╭─ SOURCE RECORDS

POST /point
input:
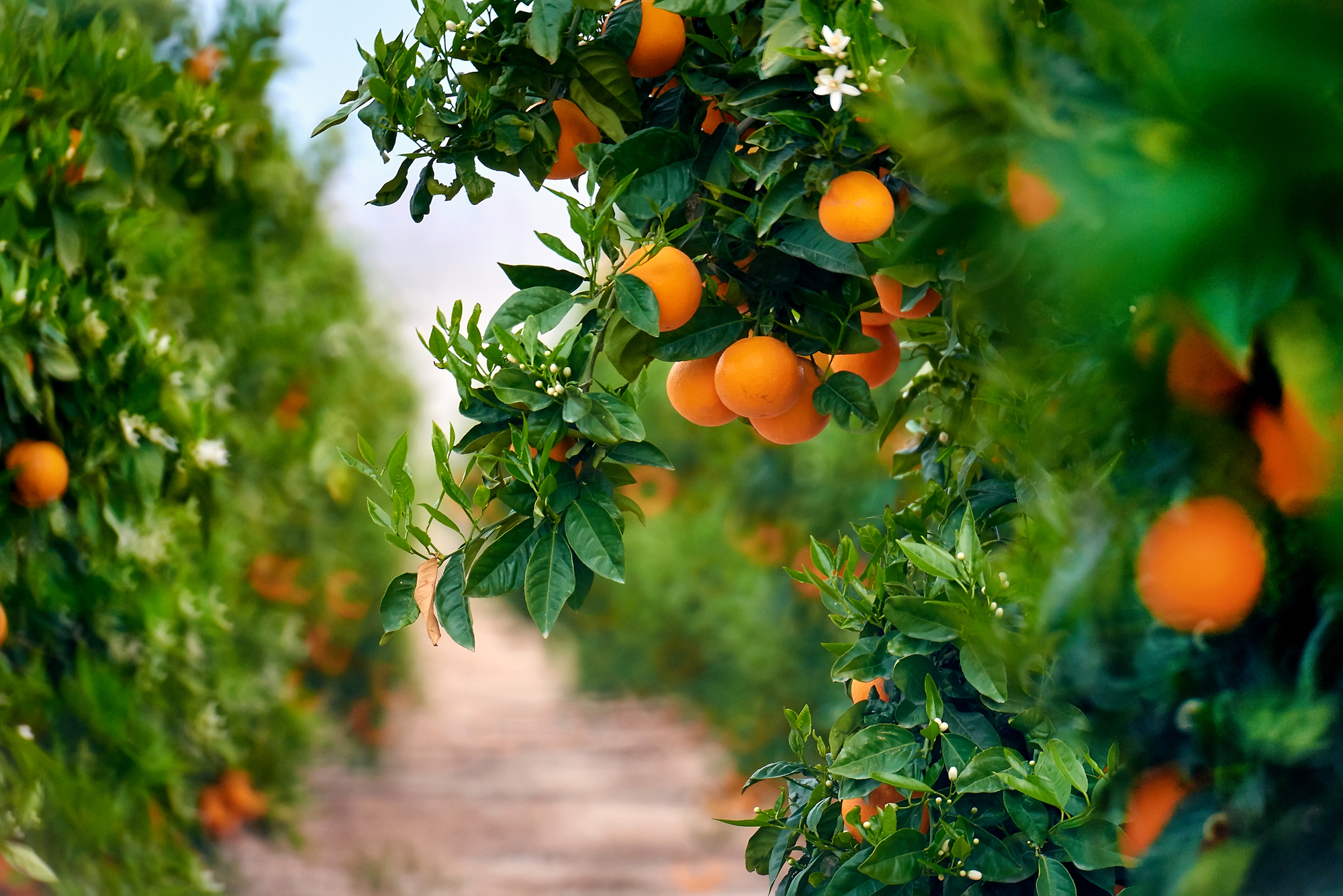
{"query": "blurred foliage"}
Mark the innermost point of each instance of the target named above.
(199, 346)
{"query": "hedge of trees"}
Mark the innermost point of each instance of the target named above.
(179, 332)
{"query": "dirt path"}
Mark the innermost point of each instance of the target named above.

╰─
╭─ SOURCE RECORDS

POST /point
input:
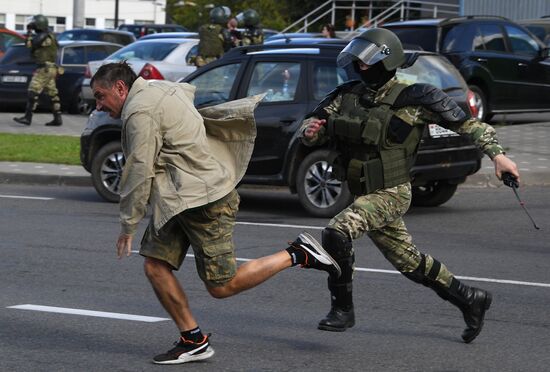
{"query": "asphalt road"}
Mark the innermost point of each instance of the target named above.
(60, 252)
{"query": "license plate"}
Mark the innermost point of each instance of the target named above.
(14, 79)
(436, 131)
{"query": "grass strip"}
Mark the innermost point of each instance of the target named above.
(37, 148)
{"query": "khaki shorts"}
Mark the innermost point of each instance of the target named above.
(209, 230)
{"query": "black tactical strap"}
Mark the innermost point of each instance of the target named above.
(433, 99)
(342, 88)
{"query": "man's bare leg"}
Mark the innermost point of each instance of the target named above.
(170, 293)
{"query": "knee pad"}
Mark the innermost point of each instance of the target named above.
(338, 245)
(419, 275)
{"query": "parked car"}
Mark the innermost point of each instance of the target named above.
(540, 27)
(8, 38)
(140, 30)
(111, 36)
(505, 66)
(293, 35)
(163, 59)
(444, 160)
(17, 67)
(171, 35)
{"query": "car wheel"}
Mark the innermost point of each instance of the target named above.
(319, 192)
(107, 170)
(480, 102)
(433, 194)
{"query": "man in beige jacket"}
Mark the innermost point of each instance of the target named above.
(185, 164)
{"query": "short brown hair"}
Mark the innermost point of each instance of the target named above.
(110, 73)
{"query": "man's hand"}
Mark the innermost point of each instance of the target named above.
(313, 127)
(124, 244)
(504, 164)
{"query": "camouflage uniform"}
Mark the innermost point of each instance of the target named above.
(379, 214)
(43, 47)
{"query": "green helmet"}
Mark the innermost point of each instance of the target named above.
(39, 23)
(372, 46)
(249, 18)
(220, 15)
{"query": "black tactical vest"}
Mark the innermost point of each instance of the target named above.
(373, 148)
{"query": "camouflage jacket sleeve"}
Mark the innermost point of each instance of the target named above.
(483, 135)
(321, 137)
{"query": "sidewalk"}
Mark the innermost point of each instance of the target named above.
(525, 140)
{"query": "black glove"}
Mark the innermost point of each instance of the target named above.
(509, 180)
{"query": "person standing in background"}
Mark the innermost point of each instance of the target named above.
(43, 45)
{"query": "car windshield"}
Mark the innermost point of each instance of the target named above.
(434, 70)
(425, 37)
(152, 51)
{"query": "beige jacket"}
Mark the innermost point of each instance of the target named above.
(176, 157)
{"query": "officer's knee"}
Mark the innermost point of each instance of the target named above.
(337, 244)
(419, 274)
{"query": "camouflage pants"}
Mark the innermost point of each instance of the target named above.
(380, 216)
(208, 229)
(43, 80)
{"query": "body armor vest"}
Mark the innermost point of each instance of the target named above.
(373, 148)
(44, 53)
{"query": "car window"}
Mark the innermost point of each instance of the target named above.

╰─
╭─ SOURCE RECORDS

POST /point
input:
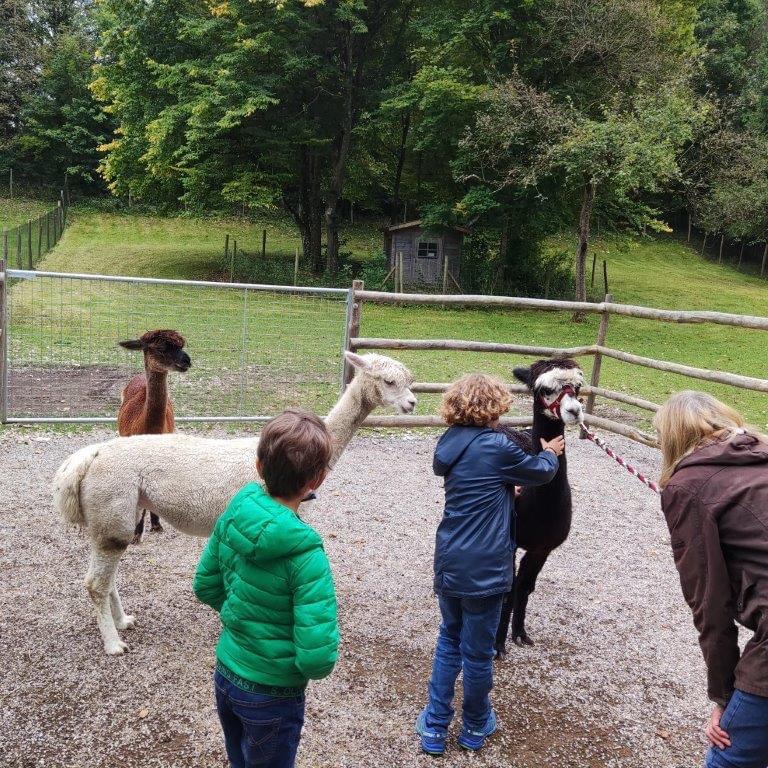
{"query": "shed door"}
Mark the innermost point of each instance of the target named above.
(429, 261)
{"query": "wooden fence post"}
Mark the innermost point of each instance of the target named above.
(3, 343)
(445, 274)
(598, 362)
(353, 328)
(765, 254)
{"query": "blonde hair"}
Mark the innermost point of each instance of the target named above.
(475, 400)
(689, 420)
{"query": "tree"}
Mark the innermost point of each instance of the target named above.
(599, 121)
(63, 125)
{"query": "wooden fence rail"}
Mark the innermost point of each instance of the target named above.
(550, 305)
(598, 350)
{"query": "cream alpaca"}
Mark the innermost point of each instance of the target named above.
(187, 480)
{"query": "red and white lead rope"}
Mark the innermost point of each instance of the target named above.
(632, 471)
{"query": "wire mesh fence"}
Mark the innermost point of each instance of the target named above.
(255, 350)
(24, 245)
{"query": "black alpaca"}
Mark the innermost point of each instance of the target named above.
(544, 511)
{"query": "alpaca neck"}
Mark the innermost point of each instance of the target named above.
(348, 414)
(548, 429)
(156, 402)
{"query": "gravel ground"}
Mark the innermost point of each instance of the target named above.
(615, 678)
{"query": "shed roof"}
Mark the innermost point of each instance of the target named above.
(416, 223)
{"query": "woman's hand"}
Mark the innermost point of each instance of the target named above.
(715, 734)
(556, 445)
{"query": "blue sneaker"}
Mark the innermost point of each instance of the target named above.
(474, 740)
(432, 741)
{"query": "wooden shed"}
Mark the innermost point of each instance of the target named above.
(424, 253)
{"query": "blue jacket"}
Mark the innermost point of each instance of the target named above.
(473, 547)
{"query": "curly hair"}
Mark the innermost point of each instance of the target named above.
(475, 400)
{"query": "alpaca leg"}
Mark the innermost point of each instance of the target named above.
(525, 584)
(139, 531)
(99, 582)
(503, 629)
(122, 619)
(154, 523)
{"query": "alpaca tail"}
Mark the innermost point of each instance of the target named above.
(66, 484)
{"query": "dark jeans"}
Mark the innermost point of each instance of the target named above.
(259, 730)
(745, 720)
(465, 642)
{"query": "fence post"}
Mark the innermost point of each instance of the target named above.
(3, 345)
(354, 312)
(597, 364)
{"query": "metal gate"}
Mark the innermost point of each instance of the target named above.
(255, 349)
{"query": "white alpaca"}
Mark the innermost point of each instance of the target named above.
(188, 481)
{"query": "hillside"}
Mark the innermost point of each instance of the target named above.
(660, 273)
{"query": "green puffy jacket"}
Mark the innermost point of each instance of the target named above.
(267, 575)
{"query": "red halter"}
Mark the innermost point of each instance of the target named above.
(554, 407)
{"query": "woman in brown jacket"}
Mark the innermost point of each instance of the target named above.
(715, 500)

╰─

List each line in the data above that contains the word "jacket".

### ANSWER TO THIS TASK
{"query": "man in beige jacket"}
{"query": "camouflage jacket sleeve"}
{"query": "beige jacket"}
{"query": "blue jacket"}
{"query": "green puffy jacket"}
{"query": "woman in brown jacket"}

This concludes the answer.